Dataset excerpts ->

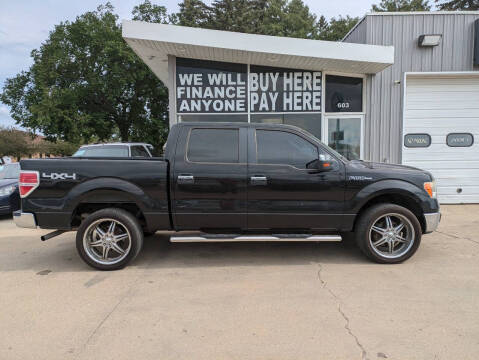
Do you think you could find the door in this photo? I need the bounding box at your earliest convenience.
[247,127,345,231]
[402,74,479,203]
[324,115,363,160]
[172,126,248,230]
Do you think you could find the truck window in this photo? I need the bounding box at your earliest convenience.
[256,130,318,169]
[187,128,239,163]
[73,145,129,157]
[131,145,150,157]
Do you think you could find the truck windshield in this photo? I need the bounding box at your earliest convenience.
[73,145,129,157]
[0,163,20,179]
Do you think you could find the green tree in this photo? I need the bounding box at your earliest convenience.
[174,0,324,39]
[319,16,359,41]
[171,0,212,27]
[372,0,431,11]
[0,127,33,160]
[0,2,169,148]
[39,140,78,157]
[435,0,479,9]
[132,0,168,23]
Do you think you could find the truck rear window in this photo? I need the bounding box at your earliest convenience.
[187,128,239,163]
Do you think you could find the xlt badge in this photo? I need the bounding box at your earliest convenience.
[349,175,373,181]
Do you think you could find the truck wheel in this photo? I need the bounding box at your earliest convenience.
[76,208,144,270]
[355,203,421,264]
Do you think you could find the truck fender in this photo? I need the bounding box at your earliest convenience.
[349,179,426,214]
[63,177,153,213]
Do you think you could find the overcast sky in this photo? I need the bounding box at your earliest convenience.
[0,0,377,127]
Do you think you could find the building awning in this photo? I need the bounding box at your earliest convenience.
[122,20,394,85]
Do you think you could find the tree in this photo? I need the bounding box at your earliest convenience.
[39,140,78,157]
[319,16,360,41]
[0,127,33,160]
[435,0,479,9]
[372,0,431,11]
[174,0,324,39]
[0,2,170,149]
[132,0,168,23]
[171,0,212,27]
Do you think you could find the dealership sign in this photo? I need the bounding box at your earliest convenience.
[176,59,321,114]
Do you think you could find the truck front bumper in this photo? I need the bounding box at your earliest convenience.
[424,212,441,233]
[13,211,37,229]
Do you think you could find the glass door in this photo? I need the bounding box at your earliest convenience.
[324,115,363,160]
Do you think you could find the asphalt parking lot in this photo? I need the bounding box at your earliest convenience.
[0,205,478,360]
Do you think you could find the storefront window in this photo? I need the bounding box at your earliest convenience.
[325,75,363,113]
[327,118,361,160]
[251,114,321,140]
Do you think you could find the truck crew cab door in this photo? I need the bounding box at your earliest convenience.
[172,125,248,231]
[247,127,345,231]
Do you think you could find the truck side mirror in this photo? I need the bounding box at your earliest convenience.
[318,159,334,171]
[306,158,334,172]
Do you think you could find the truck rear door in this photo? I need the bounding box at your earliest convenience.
[171,125,248,231]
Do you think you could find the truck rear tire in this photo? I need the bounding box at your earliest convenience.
[355,203,422,264]
[76,208,144,270]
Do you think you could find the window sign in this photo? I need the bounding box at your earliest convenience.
[325,75,363,113]
[249,66,321,112]
[446,133,474,147]
[176,58,248,113]
[404,134,431,148]
[176,59,322,114]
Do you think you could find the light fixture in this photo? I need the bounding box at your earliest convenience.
[148,55,156,60]
[418,34,442,47]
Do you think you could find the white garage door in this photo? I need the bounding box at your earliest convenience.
[402,73,479,204]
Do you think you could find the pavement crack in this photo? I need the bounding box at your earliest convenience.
[316,263,368,360]
[436,230,479,245]
[337,303,368,360]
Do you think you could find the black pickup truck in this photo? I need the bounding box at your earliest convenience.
[14,122,440,270]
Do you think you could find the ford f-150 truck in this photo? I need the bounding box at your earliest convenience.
[14,122,441,270]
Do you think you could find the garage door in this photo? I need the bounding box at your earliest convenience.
[402,74,479,204]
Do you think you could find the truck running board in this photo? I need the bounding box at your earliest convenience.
[169,234,342,242]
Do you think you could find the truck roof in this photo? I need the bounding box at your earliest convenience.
[80,142,153,147]
[173,122,319,140]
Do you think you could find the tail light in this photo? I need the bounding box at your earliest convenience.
[19,171,40,198]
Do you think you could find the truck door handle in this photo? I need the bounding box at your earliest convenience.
[250,176,267,185]
[177,175,194,184]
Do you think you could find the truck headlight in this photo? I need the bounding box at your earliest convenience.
[423,181,437,198]
[0,184,17,196]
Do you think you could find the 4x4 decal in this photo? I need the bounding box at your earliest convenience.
[42,172,77,180]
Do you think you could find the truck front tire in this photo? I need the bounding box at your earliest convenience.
[76,208,144,270]
[355,203,422,264]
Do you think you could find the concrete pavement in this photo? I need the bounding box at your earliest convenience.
[0,205,478,360]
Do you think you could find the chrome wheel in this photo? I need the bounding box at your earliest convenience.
[83,218,132,265]
[368,213,415,259]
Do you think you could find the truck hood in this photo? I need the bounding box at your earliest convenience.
[354,161,422,172]
[347,160,433,182]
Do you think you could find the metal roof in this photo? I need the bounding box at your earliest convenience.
[342,11,479,41]
[122,20,394,85]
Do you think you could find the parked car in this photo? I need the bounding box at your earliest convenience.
[0,163,20,215]
[72,142,156,158]
[14,122,440,270]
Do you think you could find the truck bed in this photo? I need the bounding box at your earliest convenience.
[20,157,170,231]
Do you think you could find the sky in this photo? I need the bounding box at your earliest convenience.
[0,0,377,128]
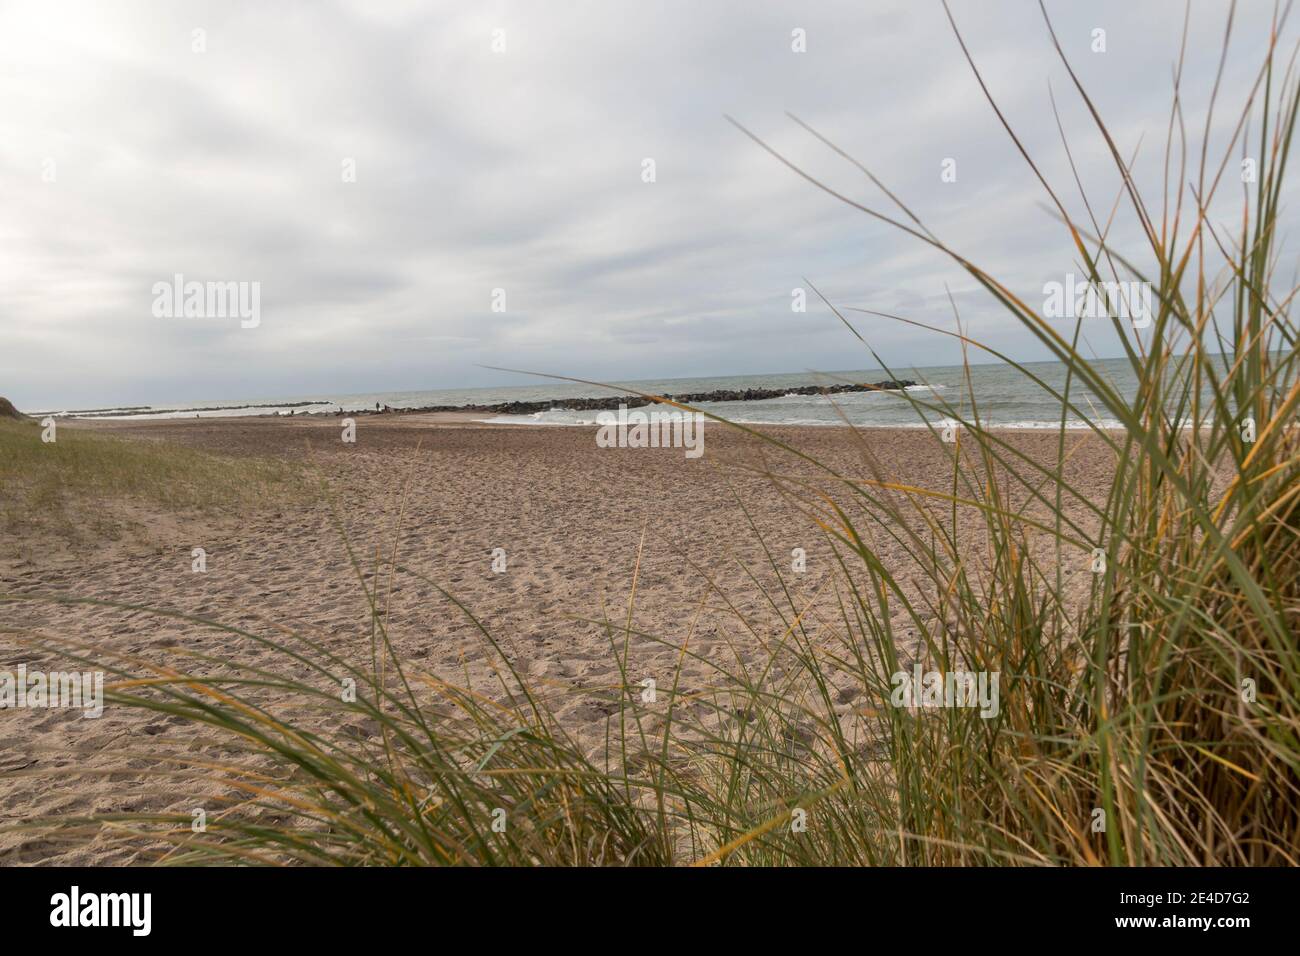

Exercise goal ->
From the entries above, write out every line without a single change, skipping the images.

Answer for this exercise ->
Do you think you could find the door in this photo? I need the bounding box at your earliest convenience.
[247,127,345,231]
[402,74,479,203]
[324,115,363,160]
[172,126,248,230]
Do you think you could find the truck window in this photo? I need the bounding box at your earliest convenience.
[256,130,318,169]
[187,128,239,163]
[73,145,129,157]
[131,145,150,157]
Do you think you could find the truck windshield in this photo? I need the bounding box at your earliest convenience.
[73,145,129,157]
[0,163,20,179]
Do you think you could find the green tree in this photo? I need the bounding box at your earliest convenience.
[174,0,324,39]
[319,16,359,41]
[171,0,212,27]
[372,0,431,11]
[0,127,33,160]
[0,2,169,148]
[39,140,78,157]
[435,0,479,9]
[132,0,168,23]
Do you think you could find the truck rear window in this photo? I need the bounding box at your earliest convenience.
[187,128,239,163]
Do you think you could find the xlt badge in this photo? I need the bounding box at your earliest convenience.
[349,175,373,181]
Do you think you could find the truck wheel in this photo? I need the bounding box at your earliest convenience.
[76,208,144,270]
[355,203,421,264]
Do you think you could find the truck fender in this photo? I need the bounding box at your earliest convenience.
[349,179,426,214]
[63,177,153,213]
Do you think you could find the overcast sky in this photo? I need the bounding box at your earliest convenience.
[0,0,377,127]
Do you think you could find the building awning in this photo? I need the bounding box at your earliest convenience.
[122,20,394,85]
Do you think you could find the tree in this photo? I need the bounding box at your earliest convenience.
[39,140,78,157]
[319,16,360,41]
[0,127,33,160]
[435,0,479,9]
[372,0,431,11]
[174,0,324,39]
[0,2,170,149]
[132,0,168,23]
[171,0,212,27]
Do you think you could find the dealership sign in this photo? I need the bounding box at your earliest convenience.
[176,59,321,114]
Do you think you could find the truck front bumper in this photo? I need the bounding box at your earliest convenience.
[424,212,441,233]
[13,211,37,229]
Do you think you could find the glass door in this photo? I need the bounding box at your earliest convenience.
[324,115,363,160]
Do you think you could find the asphalt parking lot in this photo? I need the bounding box at your earliest convenience.
[0,205,478,360]
Do you think you could find the storefront window in this photo? I need the bounding box at your earliest convenience.
[325,75,363,113]
[327,118,361,160]
[251,114,321,140]
Do you think you could find the truck crew cab door in this photo? I need the bounding box at your earliest convenience.
[172,125,248,231]
[247,127,345,231]
Do you think you could find the truck side mirror in this photo? I need the bounding box at your earliest convenience.
[318,159,334,171]
[306,158,334,172]
Do you think you could find the truck rear door in this photo? I need the bounding box at your earliest convenience.
[171,125,248,231]
Do you think you could find the truck rear tire in this photo? I need the bounding box at your earliest convenience.
[355,203,422,264]
[76,208,144,270]
Do you think you could find the window sign in this photo? I need the bounding box at your earliest convenience.
[325,75,363,113]
[249,66,321,112]
[446,133,474,147]
[176,58,248,113]
[404,134,431,148]
[176,59,322,114]
Do you think you could find the light fixture in this photo? I need the bounding box at your earliest convenience.
[148,55,156,60]
[418,34,442,47]
Do you think you could find the white garage door in this photo? I need the bounding box at your earliest convenience.
[402,73,479,204]
Do you think you could find the pavement crack in this photo? I need the bounding box at your earliest convenience.
[316,263,368,360]
[436,230,479,245]
[337,303,368,360]
Do you think you could find the black pickup truck in this photo? I need the bounding box at your earliest convenience.
[14,122,440,270]
Do you think you could find the ford f-150 truck in this photo? I need the bounding box at your earliest convenience.
[14,122,441,270]
Do you think you could find the garage door in this photo? I need the bounding box at your earliest convenience.
[402,74,479,204]
Do you think you could find the truck running board in this photo? I need the bounding box at your earliest convenience.
[169,234,342,242]
Do you think you could find the truck roof in this photo? I need the bounding box at your earliest convenience.
[80,142,153,147]
[173,122,319,140]
Do you think you could find the tail light in this photo? I need the bounding box at your earliest convenience.
[19,171,40,198]
Do you think you could find the truck door handle in this photo? I need the bounding box at your earliest convenience.
[250,176,267,185]
[177,175,194,184]
Do you think you could find the truck headlight in this photo? I need the bounding box at your earliest convenience.
[423,181,437,198]
[0,184,17,196]
Do you think you could find the 4x4 decal in this photo? I need the bounding box at your earliest convenience.
[42,172,77,180]
Do you think you could find the truck front tire in this photo? I need the bounding box at your earliest convenience.
[76,208,144,270]
[355,203,422,264]
Do you think you could find the concrete pavement in this photo? I need the bounding box at your earliest convenience.
[0,205,478,360]
Do you think you could find the chrome wheel in this photo? I need the bounding box at your earliest convenience.
[83,218,132,265]
[368,213,415,259]
Do you think you could find the truck hood in this photo? I need the bounding box at your earliest convenience.
[354,161,422,172]
[347,160,433,182]
Do you think you could find the metal roof in this photo? I need the bounding box at your earliest convenience.
[342,11,479,41]
[122,20,394,85]
Do you think you could find the parked car in this photo? I need the bounding box at your earliest convenience.
[0,163,20,215]
[72,142,156,158]
[14,122,440,270]
Do you think you could find the truck bed in this photo? I need the bounding box at your earliest convenience.
[20,157,170,231]
Do you think you could find the sky in this photo? I need the bounding box at your earliest convenience.
[0,0,377,128]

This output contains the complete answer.